Текст для чтения -
______________________________
В то же время для самих дворян служба всячески облегчалась. При Елизавете было отменено драконовское правило Петра, согласно которому недорослей, не явившихся к смотру, отдавали "вечно" в солдаты и матросы.

 

Одновременно с этим при Елизавете окончательно укореняется обычай, не нашедший себе выражения в законодательстве, но который для дворян был полезнее всех писаных законов по этой части: обычай записывать в службу детей. Фактически дети, разумеется, не служили и нередко на руках у няньки уже пробегали первые ступеньки иерархии. Пяти- и семилетние капралы и сержанты к началу их действительной службы бывали уже офицерами, и пожелание шляхетских требований 1730 года, чтобы дворянских детей в нижние чины не отдавать, осуществлялось при помощи такого обходного движения без дальних хлопот и без помощи Кадетского корпуса.

    

  Но настоящей сферой дворянской политики сената должны были стать финансы: мы видели, что подушная подать являлась своего рода барометром, по которому сейчас же можно было узнать, от чьего имени действует правительство. При Елизавете этот барометр неизменно показывал для дворянства "очень ясно" - и даже с наклонностью к "великой суши".
______________________________
Фрагменты строк -
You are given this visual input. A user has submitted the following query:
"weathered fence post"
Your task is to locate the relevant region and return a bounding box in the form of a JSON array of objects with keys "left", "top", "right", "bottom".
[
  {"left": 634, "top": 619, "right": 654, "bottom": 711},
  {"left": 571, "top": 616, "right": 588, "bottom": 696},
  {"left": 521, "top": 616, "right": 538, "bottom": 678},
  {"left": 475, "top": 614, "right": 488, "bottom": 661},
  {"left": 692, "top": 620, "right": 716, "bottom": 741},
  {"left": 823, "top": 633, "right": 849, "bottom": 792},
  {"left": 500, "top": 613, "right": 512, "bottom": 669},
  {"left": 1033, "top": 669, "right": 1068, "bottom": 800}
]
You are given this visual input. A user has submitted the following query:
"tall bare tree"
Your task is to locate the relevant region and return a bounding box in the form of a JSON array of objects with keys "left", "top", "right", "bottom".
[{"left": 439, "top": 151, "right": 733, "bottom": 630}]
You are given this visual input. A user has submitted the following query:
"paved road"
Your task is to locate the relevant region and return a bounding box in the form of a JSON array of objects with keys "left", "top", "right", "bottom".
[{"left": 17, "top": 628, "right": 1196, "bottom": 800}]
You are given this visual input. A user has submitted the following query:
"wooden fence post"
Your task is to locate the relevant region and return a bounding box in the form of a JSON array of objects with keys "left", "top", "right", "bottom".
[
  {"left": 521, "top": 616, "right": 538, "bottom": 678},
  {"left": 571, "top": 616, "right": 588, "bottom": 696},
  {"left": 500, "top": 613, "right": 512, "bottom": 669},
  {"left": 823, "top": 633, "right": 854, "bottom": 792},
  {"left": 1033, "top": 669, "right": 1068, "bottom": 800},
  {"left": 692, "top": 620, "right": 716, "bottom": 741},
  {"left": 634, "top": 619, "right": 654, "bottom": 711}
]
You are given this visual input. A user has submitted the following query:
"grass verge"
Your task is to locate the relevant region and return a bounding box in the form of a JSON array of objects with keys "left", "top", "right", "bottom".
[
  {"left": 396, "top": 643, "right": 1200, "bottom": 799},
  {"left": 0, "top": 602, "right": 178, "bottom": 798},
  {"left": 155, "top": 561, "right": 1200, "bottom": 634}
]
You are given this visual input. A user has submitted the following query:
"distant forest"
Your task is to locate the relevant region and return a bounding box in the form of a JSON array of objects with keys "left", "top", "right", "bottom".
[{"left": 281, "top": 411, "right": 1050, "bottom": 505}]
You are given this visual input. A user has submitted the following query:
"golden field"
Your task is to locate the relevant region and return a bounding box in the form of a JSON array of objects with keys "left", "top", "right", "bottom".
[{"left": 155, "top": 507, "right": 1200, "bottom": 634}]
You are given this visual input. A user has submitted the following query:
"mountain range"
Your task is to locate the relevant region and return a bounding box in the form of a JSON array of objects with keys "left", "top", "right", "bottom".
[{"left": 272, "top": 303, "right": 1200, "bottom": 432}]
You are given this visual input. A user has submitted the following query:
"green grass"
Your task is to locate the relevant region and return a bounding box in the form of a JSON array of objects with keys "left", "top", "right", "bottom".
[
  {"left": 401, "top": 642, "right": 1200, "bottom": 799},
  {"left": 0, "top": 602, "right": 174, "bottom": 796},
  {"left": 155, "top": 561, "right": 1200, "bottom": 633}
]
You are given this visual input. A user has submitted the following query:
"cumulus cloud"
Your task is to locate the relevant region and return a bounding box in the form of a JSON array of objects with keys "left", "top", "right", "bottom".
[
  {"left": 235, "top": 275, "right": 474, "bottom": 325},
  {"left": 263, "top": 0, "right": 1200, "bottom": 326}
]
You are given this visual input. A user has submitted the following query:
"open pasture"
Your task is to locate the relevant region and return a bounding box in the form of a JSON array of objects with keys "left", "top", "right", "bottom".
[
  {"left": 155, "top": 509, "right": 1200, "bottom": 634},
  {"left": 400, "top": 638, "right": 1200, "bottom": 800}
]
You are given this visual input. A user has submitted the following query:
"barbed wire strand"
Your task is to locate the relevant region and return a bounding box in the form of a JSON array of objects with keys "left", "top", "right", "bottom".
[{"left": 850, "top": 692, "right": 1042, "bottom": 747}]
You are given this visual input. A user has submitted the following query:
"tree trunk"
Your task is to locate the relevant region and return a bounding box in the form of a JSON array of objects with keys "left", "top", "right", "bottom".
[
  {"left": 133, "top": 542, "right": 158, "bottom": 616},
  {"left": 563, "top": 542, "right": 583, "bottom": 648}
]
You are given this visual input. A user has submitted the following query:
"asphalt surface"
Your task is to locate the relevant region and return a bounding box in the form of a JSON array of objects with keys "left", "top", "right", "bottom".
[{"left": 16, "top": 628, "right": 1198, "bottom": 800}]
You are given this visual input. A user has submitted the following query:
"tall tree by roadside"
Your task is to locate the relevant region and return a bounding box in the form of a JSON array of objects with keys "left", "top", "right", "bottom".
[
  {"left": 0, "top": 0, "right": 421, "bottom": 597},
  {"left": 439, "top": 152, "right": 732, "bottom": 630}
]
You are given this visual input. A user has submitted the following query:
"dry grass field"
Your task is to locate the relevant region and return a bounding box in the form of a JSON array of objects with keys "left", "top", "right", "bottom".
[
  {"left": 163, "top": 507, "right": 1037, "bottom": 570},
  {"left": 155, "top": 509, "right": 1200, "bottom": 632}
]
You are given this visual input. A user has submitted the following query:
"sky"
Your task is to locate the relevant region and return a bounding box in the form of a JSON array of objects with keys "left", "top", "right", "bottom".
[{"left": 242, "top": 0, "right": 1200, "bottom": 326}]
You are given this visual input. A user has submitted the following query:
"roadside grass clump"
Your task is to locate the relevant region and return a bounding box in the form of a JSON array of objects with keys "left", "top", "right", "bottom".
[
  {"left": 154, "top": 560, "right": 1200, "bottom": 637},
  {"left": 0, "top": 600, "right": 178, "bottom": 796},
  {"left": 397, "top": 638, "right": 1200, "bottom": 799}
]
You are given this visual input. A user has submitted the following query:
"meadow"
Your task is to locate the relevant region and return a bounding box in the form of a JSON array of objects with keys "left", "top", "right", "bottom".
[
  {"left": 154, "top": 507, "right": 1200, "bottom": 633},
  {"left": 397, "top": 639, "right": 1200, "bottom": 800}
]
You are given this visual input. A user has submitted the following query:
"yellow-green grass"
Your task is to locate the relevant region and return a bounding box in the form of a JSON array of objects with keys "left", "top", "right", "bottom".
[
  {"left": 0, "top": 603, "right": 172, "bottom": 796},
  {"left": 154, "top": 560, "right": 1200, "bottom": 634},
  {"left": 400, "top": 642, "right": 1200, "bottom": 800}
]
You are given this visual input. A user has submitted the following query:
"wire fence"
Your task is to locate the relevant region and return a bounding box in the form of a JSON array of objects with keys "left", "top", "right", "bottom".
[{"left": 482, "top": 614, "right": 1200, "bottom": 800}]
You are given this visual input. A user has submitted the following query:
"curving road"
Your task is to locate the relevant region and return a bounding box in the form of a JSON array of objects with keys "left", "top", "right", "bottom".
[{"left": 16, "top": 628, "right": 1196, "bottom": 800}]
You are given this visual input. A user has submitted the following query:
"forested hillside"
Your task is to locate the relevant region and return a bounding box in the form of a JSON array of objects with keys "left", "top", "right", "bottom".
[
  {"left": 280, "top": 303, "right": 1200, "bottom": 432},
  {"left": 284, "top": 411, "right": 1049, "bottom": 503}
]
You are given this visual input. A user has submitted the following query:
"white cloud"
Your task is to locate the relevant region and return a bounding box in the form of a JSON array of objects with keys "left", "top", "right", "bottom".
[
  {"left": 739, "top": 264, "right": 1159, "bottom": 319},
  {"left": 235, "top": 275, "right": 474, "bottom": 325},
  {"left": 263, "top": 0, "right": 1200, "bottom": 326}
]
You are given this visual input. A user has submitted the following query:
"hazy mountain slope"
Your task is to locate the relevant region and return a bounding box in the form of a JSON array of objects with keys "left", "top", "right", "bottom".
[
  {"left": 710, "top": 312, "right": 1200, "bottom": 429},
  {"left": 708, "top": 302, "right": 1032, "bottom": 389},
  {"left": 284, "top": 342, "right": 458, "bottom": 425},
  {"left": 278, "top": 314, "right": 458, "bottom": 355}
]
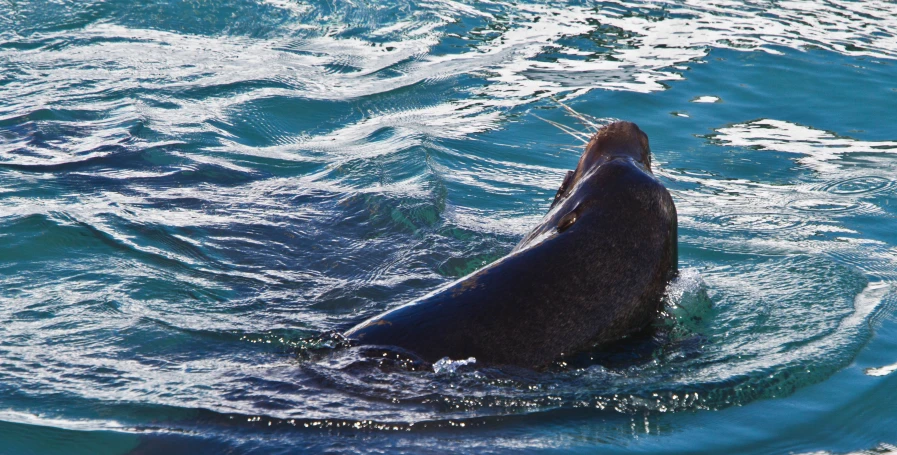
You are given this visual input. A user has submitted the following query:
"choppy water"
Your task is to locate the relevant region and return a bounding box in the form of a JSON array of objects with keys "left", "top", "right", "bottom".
[{"left": 0, "top": 0, "right": 897, "bottom": 454}]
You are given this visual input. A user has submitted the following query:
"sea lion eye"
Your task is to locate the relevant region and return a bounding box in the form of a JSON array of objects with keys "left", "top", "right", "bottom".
[{"left": 558, "top": 211, "right": 576, "bottom": 232}]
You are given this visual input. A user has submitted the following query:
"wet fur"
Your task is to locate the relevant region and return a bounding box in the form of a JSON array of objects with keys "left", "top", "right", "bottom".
[{"left": 346, "top": 122, "right": 677, "bottom": 367}]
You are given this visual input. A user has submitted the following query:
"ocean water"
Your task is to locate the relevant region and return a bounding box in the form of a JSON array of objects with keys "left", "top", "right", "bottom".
[{"left": 0, "top": 0, "right": 897, "bottom": 455}]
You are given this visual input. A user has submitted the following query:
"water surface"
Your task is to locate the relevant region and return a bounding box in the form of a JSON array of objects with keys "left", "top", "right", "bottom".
[{"left": 0, "top": 0, "right": 897, "bottom": 454}]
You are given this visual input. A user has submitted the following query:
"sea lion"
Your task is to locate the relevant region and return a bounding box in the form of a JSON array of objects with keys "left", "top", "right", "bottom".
[{"left": 345, "top": 122, "right": 678, "bottom": 368}]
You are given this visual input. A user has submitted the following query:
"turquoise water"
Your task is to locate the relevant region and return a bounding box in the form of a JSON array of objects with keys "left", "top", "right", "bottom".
[{"left": 0, "top": 0, "right": 897, "bottom": 455}]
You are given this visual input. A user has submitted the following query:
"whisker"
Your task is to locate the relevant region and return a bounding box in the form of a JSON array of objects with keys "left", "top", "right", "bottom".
[
  {"left": 551, "top": 96, "right": 600, "bottom": 131},
  {"left": 533, "top": 114, "right": 591, "bottom": 144}
]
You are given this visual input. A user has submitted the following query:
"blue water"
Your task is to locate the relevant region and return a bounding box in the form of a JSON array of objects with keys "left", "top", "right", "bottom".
[{"left": 0, "top": 0, "right": 897, "bottom": 455}]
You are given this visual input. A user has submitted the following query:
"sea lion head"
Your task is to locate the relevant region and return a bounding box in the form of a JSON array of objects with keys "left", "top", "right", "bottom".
[
  {"left": 514, "top": 121, "right": 652, "bottom": 251},
  {"left": 555, "top": 122, "right": 651, "bottom": 200}
]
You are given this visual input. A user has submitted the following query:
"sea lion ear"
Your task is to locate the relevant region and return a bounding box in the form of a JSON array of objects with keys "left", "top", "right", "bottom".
[
  {"left": 549, "top": 171, "right": 573, "bottom": 210},
  {"left": 558, "top": 210, "right": 576, "bottom": 233}
]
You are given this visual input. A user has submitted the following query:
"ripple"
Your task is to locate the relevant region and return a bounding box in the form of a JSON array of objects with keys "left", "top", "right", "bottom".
[
  {"left": 712, "top": 212, "right": 807, "bottom": 232},
  {"left": 788, "top": 199, "right": 860, "bottom": 213},
  {"left": 821, "top": 176, "right": 897, "bottom": 195}
]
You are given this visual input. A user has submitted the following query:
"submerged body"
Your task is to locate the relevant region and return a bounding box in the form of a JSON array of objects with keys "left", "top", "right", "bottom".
[{"left": 346, "top": 122, "right": 677, "bottom": 367}]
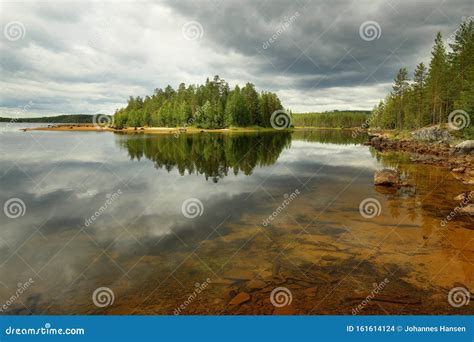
______________________________
Задание 1 - Можете дословно воспроизвести отрывок текста о дворянской службе при Елизавете между словами «В то же время» и «солдаты и матросы.» включительно?
Задание 2 - Можете продолжить текст о положении дворянства при Елизавете, начиная сразу после его последнего предложения?
Строки для работы не понадобятся.

Итоговый результат 1 -
В то же время для самих дворян служба всячески облегчалась. При Елизавете было отменено драконовское правило Петра, согласно которому недорослей, не явившихся к смотру, отдавали "вечно" в солдаты и матросы.

Итоговый результат 2 -
Именно донесения иностранных дипломатов от самого начала царствования сохранили нам чрезвычайно любопытный проект совершенного уничтожения подушных путем замены их увеличением соляного налога, который будто бы предполагалось отдать на откуп Демидову. Последний обещал доставлять ежегодно не меньше, чем давала подушная подать. В такой чистой форме проект не осуществился, но стремление к упразднению номинально крестьянского, а на практике дворянского налога (упомянутый нами иностранный дипломат необычайно точно определяет подушные, как "подать, платимую каждым помещиком со своих крестьян") составляет постоянную тенденцию финансовой политики Елизаветы, притом тенденцию сознательную. Душа этой политики, тот же П.И. Шувалов, писал сенату в 1758 году: "Народ есть главная сила государственная, и потому надобно желать, чтобы народ, положенный в подушный оклад, от сего платежа совсем был свободен". Это звучало очень красиво и очень отвечало интересам помещиков.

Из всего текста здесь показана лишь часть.